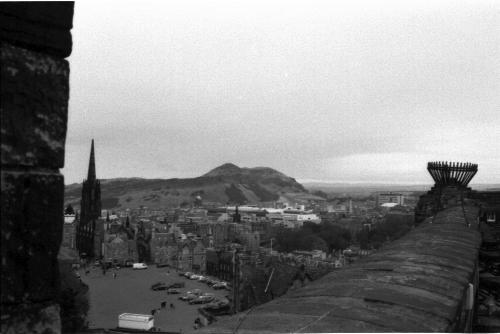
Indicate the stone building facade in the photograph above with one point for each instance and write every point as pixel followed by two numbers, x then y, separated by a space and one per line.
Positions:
pixel 89 230
pixel 34 91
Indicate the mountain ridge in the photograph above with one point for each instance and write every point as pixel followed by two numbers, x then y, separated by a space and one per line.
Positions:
pixel 226 183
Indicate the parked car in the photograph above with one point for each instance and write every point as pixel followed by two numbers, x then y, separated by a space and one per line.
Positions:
pixel 188 297
pixel 195 277
pixel 203 299
pixel 219 286
pixel 139 266
pixel 212 281
pixel 177 285
pixel 159 286
pixel 218 307
pixel 195 292
pixel 173 291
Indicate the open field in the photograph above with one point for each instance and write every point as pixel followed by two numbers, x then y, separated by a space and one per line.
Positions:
pixel 130 293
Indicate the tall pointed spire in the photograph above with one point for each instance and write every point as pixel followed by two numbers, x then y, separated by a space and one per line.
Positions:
pixel 91 175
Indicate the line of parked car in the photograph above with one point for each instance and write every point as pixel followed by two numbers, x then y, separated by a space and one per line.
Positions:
pixel 212 282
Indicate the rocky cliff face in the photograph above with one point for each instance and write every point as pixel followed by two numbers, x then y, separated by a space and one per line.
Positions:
pixel 227 183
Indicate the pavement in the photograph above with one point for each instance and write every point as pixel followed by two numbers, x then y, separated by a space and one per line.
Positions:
pixel 130 292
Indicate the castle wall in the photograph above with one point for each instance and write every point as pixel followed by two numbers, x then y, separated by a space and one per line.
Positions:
pixel 35 40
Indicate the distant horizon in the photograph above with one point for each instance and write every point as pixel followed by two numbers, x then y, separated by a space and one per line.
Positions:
pixel 358 91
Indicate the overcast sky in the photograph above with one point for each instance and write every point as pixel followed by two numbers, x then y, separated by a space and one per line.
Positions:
pixel 332 91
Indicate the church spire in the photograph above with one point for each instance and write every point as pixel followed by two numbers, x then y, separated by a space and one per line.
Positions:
pixel 91 175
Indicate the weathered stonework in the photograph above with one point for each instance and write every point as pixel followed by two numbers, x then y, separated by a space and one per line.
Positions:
pixel 35 92
pixel 31 235
pixel 34 87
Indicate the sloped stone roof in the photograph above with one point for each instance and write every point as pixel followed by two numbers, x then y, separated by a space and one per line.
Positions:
pixel 415 284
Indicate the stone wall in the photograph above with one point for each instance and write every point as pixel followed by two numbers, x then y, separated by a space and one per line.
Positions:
pixel 35 39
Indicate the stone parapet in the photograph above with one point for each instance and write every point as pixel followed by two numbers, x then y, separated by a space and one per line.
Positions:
pixel 35 39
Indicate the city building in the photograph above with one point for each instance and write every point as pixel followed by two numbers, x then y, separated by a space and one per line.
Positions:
pixel 90 211
pixel 69 231
pixel 390 197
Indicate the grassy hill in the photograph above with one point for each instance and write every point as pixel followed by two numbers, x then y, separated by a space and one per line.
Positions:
pixel 226 183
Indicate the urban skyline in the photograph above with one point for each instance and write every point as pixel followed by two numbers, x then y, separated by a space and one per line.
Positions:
pixel 332 92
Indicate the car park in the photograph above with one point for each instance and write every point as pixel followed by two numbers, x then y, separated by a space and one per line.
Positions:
pixel 220 285
pixel 137 266
pixel 195 292
pixel 212 281
pixel 188 297
pixel 173 291
pixel 203 299
pixel 177 285
pixel 159 286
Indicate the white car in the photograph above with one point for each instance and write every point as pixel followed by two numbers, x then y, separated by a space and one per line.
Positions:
pixel 139 266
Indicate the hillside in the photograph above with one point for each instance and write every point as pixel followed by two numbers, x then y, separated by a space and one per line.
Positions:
pixel 225 184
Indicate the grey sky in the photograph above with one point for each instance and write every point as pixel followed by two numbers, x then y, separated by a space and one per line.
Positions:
pixel 342 91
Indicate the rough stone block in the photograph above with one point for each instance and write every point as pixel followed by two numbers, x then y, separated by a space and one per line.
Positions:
pixel 31 223
pixel 29 318
pixel 42 26
pixel 34 108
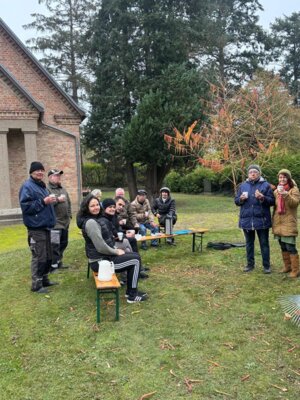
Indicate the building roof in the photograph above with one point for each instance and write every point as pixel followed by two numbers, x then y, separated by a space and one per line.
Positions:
pixel 79 110
pixel 21 89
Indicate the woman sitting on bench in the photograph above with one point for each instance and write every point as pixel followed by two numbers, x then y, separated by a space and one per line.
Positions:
pixel 100 245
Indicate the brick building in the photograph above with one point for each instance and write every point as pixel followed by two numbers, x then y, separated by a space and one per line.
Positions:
pixel 38 121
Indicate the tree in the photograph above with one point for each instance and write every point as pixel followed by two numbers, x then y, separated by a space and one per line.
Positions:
pixel 242 127
pixel 286 48
pixel 232 41
pixel 133 43
pixel 64 42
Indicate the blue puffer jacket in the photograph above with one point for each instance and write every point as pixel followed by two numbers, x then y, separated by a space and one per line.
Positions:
pixel 255 214
pixel 36 214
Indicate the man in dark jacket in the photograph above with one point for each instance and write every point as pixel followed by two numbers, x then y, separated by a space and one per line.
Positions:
pixel 38 215
pixel 255 197
pixel 63 212
pixel 164 208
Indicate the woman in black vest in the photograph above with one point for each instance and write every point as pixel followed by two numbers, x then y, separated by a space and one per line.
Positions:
pixel 99 236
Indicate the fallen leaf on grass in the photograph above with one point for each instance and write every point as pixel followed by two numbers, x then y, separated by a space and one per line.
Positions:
pixel 214 363
pixel 245 378
pixel 280 388
pixel 226 394
pixel 147 395
pixel 292 349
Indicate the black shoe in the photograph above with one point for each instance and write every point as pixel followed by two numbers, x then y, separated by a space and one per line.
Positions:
pixel 41 290
pixel 143 275
pixel 63 266
pixel 248 268
pixel 48 283
pixel 53 270
pixel 137 297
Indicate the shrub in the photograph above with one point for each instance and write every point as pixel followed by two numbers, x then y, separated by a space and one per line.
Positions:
pixel 93 175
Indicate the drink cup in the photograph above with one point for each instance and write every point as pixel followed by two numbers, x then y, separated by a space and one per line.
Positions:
pixel 280 188
pixel 120 236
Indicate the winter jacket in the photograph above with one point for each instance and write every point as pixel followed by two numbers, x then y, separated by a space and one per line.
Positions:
pixel 286 224
pixel 95 234
pixel 255 214
pixel 62 210
pixel 36 214
pixel 139 209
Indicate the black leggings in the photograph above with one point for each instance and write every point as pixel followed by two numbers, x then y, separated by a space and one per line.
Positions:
pixel 290 248
pixel 130 262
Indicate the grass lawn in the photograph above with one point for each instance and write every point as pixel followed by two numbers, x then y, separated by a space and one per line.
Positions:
pixel 208 331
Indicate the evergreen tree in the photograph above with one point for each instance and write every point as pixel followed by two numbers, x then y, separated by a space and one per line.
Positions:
pixel 286 49
pixel 63 42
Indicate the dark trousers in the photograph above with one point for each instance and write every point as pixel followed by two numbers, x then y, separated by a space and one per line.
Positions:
pixel 290 248
pixel 130 262
pixel 40 245
pixel 59 243
pixel 263 237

⁂

Copy out the records word for word, from the line holding "Indicate the rough" through the line holding "pixel 99 236", inclusive. Leave the pictures out of your copy.

Indicate the rough stone block in the photograph above with one point for each instance and write every point as pixel followed by two numbers, x then y, separated by a space and one per line.
Positions:
pixel 31 223
pixel 29 318
pixel 42 26
pixel 34 108
Indicate the building roof in the photograph above with one point for each instance and write every point as pixel followed by two numbers, x then y, separated by a space and one per line.
Positions:
pixel 79 110
pixel 21 89
Indicate the woman sitting on bench in the photograph above with one point for each instance and write every point as pixel followed by two numbers, x then y, separated by a space and one per line.
Positions:
pixel 100 245
Indicate the brick building in the photograph above with one point for each instance and write every point as pixel followed by two numbers, x then y, separated by a space and one per line.
Positions:
pixel 38 121
Indicate the tree in the photograph above with one point for each instance and write every point as pixel followed by two numbers, x then y, separated by a space and one per line.
Positions:
pixel 242 127
pixel 286 48
pixel 232 41
pixel 133 43
pixel 64 42
Indicate the blue puffer jacket in the photograph above with one point for each instance and write every point as pixel followed by two numbers, x then y, separated by a space and one per line.
Positions:
pixel 255 214
pixel 36 214
Indicate the man in dark jacket in the photograph above with one point for each instance and write every point as pixel followed by two numbers, x then y, separated by a space and one per line.
Positions:
pixel 38 215
pixel 255 197
pixel 63 212
pixel 164 208
Indicate the woman in black vest in the photograph above with one point for each instance and write every point as pixel followed by two numbers, x then y, separated by a space and one per line.
Positions:
pixel 99 236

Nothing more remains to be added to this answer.